# Task statement
The lines from the one containing "I need to find the vegetation." through the final line of the listing below are what the answer must repeat, exactly and only, leaving pictures out.

....

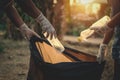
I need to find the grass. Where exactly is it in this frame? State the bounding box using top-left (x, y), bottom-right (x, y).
top-left (0, 37), bottom-right (30, 80)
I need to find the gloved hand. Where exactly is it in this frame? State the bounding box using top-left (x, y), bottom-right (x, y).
top-left (19, 23), bottom-right (40, 40)
top-left (97, 43), bottom-right (108, 64)
top-left (90, 24), bottom-right (112, 34)
top-left (35, 13), bottom-right (56, 39)
top-left (86, 24), bottom-right (113, 39)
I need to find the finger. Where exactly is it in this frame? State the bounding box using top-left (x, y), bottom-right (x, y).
top-left (95, 28), bottom-right (99, 31)
top-left (86, 31), bottom-right (95, 39)
top-left (50, 33), bottom-right (53, 40)
top-left (100, 30), bottom-right (106, 34)
top-left (22, 32), bottom-right (29, 40)
top-left (28, 30), bottom-right (40, 40)
top-left (42, 27), bottom-right (47, 33)
top-left (90, 27), bottom-right (96, 30)
top-left (46, 32), bottom-right (49, 38)
top-left (50, 31), bottom-right (54, 40)
top-left (95, 30), bottom-right (103, 36)
top-left (94, 30), bottom-right (104, 37)
top-left (50, 31), bottom-right (57, 40)
top-left (54, 31), bottom-right (57, 38)
top-left (25, 35), bottom-right (29, 40)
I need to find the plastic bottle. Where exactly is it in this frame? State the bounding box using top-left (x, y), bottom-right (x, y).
top-left (78, 15), bottom-right (111, 42)
top-left (44, 32), bottom-right (65, 52)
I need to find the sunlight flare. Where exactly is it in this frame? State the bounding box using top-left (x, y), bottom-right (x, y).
top-left (80, 0), bottom-right (94, 4)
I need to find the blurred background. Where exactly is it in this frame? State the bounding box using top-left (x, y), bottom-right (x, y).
top-left (0, 0), bottom-right (110, 40)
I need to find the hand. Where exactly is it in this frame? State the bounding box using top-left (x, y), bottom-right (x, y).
top-left (35, 13), bottom-right (56, 39)
top-left (97, 43), bottom-right (108, 64)
top-left (19, 23), bottom-right (40, 40)
top-left (86, 24), bottom-right (113, 39)
top-left (90, 24), bottom-right (111, 34)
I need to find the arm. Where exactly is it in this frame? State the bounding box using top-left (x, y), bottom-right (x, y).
top-left (89, 14), bottom-right (119, 37)
top-left (5, 1), bottom-right (24, 27)
top-left (4, 2), bottom-right (40, 40)
top-left (16, 0), bottom-right (56, 39)
top-left (108, 12), bottom-right (120, 29)
top-left (97, 29), bottom-right (114, 63)
top-left (15, 0), bottom-right (40, 18)
top-left (102, 28), bottom-right (114, 44)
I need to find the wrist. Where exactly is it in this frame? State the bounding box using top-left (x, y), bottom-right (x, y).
top-left (35, 12), bottom-right (45, 23)
top-left (19, 23), bottom-right (29, 31)
top-left (35, 12), bottom-right (50, 27)
top-left (105, 24), bottom-right (113, 31)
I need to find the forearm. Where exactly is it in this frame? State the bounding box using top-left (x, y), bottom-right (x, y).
top-left (102, 29), bottom-right (114, 44)
top-left (97, 31), bottom-right (113, 63)
top-left (15, 0), bottom-right (56, 39)
top-left (16, 0), bottom-right (41, 18)
top-left (108, 12), bottom-right (120, 29)
top-left (5, 3), bottom-right (24, 27)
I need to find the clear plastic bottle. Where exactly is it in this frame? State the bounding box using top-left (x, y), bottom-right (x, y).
top-left (44, 32), bottom-right (65, 52)
top-left (78, 15), bottom-right (111, 42)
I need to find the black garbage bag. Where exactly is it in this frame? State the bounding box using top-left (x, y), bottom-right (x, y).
top-left (27, 36), bottom-right (105, 80)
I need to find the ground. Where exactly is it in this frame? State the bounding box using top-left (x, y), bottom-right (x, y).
top-left (0, 36), bottom-right (114, 80)
top-left (0, 38), bottom-right (30, 80)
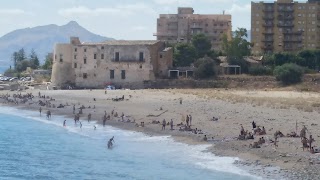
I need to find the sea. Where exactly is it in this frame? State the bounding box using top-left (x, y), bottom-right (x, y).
top-left (0, 106), bottom-right (261, 180)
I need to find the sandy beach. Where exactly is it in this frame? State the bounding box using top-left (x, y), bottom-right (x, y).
top-left (1, 88), bottom-right (320, 179)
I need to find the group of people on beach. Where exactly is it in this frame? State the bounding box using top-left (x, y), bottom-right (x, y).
top-left (237, 120), bottom-right (319, 154)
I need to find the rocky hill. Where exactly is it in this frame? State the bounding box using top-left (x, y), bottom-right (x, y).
top-left (0, 21), bottom-right (113, 72)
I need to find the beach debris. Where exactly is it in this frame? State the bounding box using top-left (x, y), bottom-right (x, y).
top-left (147, 110), bottom-right (168, 117)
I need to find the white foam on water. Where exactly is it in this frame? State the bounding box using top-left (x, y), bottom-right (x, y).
top-left (0, 106), bottom-right (261, 179)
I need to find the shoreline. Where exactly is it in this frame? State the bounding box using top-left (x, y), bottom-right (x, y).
top-left (1, 89), bottom-right (320, 179)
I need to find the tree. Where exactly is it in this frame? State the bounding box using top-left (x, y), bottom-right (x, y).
top-left (273, 63), bottom-right (304, 85)
top-left (194, 56), bottom-right (217, 79)
top-left (15, 60), bottom-right (30, 72)
top-left (191, 33), bottom-right (212, 59)
top-left (223, 28), bottom-right (252, 59)
top-left (17, 48), bottom-right (26, 62)
top-left (11, 52), bottom-right (19, 68)
top-left (42, 54), bottom-right (53, 69)
top-left (29, 49), bottom-right (40, 69)
top-left (173, 43), bottom-right (197, 67)
top-left (222, 28), bottom-right (252, 73)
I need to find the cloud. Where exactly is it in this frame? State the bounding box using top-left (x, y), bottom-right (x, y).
top-left (58, 3), bottom-right (156, 18)
top-left (0, 9), bottom-right (27, 15)
top-left (226, 3), bottom-right (251, 13)
top-left (131, 26), bottom-right (147, 31)
top-left (153, 0), bottom-right (233, 5)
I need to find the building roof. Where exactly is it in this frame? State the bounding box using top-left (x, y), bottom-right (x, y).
top-left (82, 40), bottom-right (160, 46)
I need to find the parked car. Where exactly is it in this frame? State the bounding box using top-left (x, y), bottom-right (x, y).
top-left (9, 77), bottom-right (18, 81)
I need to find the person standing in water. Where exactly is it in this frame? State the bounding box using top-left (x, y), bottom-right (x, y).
top-left (63, 120), bottom-right (66, 127)
top-left (108, 136), bottom-right (115, 148)
top-left (80, 121), bottom-right (82, 129)
top-left (39, 107), bottom-right (42, 116)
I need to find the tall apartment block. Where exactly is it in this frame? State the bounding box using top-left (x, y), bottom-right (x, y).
top-left (251, 0), bottom-right (320, 55)
top-left (155, 7), bottom-right (232, 51)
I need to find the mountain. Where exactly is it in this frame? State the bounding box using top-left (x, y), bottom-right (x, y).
top-left (0, 21), bottom-right (113, 72)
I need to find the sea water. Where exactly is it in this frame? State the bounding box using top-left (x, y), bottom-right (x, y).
top-left (0, 106), bottom-right (261, 180)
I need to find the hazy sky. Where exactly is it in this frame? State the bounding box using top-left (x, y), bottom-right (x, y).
top-left (0, 0), bottom-right (307, 40)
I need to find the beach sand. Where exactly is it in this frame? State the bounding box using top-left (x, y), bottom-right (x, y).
top-left (1, 88), bottom-right (320, 179)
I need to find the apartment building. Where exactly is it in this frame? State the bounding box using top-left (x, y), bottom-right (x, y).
top-left (155, 7), bottom-right (232, 51)
top-left (51, 37), bottom-right (173, 89)
top-left (251, 0), bottom-right (320, 55)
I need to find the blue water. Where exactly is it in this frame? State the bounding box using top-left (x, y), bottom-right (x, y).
top-left (0, 107), bottom-right (260, 180)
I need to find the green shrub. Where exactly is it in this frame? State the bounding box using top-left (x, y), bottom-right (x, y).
top-left (273, 63), bottom-right (304, 85)
top-left (248, 65), bottom-right (273, 76)
top-left (194, 56), bottom-right (216, 79)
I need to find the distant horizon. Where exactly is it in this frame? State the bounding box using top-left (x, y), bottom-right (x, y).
top-left (0, 0), bottom-right (306, 40)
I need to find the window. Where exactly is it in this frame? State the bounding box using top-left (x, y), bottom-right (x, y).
top-left (74, 55), bottom-right (77, 59)
top-left (94, 54), bottom-right (97, 59)
top-left (101, 54), bottom-right (104, 59)
top-left (75, 48), bottom-right (77, 52)
top-left (121, 70), bottom-right (126, 79)
top-left (74, 63), bottom-right (77, 68)
top-left (59, 54), bottom-right (63, 62)
top-left (83, 73), bottom-right (87, 79)
top-left (139, 52), bottom-right (144, 61)
top-left (110, 70), bottom-right (114, 79)
top-left (84, 58), bottom-right (87, 64)
top-left (115, 52), bottom-right (120, 61)
top-left (84, 48), bottom-right (87, 52)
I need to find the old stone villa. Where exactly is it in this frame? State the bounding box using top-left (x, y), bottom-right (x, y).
top-left (51, 37), bottom-right (173, 89)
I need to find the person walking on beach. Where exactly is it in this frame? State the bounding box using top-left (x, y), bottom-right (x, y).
top-left (39, 107), bottom-right (42, 116)
top-left (170, 119), bottom-right (174, 130)
top-left (88, 113), bottom-right (91, 122)
top-left (252, 121), bottom-right (256, 129)
top-left (46, 110), bottom-right (51, 119)
top-left (309, 135), bottom-right (315, 151)
top-left (73, 105), bottom-right (75, 114)
top-left (189, 115), bottom-right (192, 126)
top-left (162, 119), bottom-right (166, 130)
top-left (103, 115), bottom-right (107, 127)
top-left (186, 115), bottom-right (189, 126)
top-left (63, 120), bottom-right (66, 127)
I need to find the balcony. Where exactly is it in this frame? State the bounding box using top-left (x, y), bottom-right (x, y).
top-left (262, 46), bottom-right (274, 50)
top-left (263, 23), bottom-right (274, 27)
top-left (190, 25), bottom-right (203, 29)
top-left (278, 8), bottom-right (294, 12)
top-left (283, 39), bottom-right (302, 43)
top-left (262, 39), bottom-right (274, 42)
top-left (263, 8), bottom-right (274, 12)
top-left (262, 31), bottom-right (274, 35)
top-left (263, 16), bottom-right (274, 20)
top-left (282, 31), bottom-right (303, 35)
top-left (278, 15), bottom-right (294, 20)
top-left (277, 23), bottom-right (294, 27)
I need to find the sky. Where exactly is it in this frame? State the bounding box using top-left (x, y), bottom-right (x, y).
top-left (0, 0), bottom-right (307, 40)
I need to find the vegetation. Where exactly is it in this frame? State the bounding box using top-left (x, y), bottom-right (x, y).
top-left (194, 56), bottom-right (217, 79)
top-left (222, 28), bottom-right (252, 73)
top-left (173, 33), bottom-right (217, 67)
top-left (173, 43), bottom-right (197, 67)
top-left (42, 53), bottom-right (53, 70)
top-left (248, 66), bottom-right (273, 76)
top-left (273, 63), bottom-right (304, 85)
top-left (10, 48), bottom-right (40, 73)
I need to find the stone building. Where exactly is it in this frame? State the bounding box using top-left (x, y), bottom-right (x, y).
top-left (155, 7), bottom-right (232, 51)
top-left (251, 0), bottom-right (320, 55)
top-left (51, 37), bottom-right (173, 89)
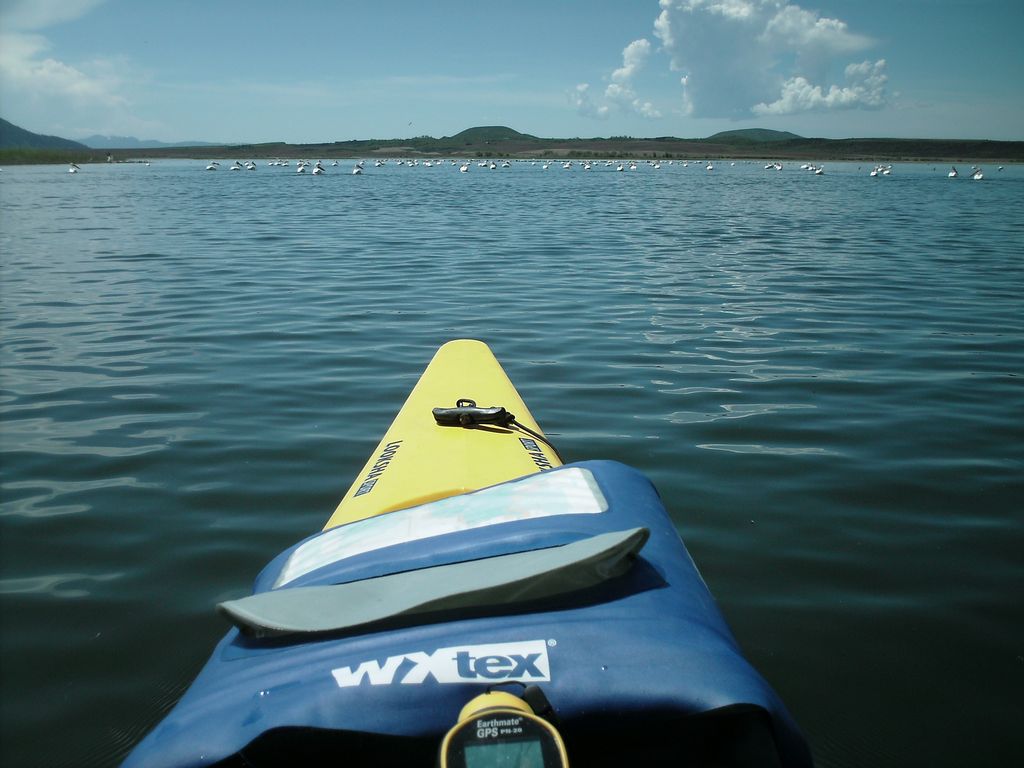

....

# Solution
I need to find the vegetation. Where exactly is it in this frame? State the bounding box using top-left (x, y), bottom-right (x, y).
top-left (194, 56), bottom-right (217, 79)
top-left (222, 28), bottom-right (252, 73)
top-left (173, 33), bottom-right (217, 67)
top-left (173, 43), bottom-right (197, 67)
top-left (42, 53), bottom-right (53, 70)
top-left (248, 66), bottom-right (273, 76)
top-left (273, 63), bottom-right (304, 85)
top-left (10, 48), bottom-right (40, 73)
I need to find the stone building. Where exactly is it in this frame? State the bounding box using top-left (x, y), bottom-right (x, y).
top-left (155, 7), bottom-right (232, 51)
top-left (251, 0), bottom-right (320, 55)
top-left (51, 37), bottom-right (173, 89)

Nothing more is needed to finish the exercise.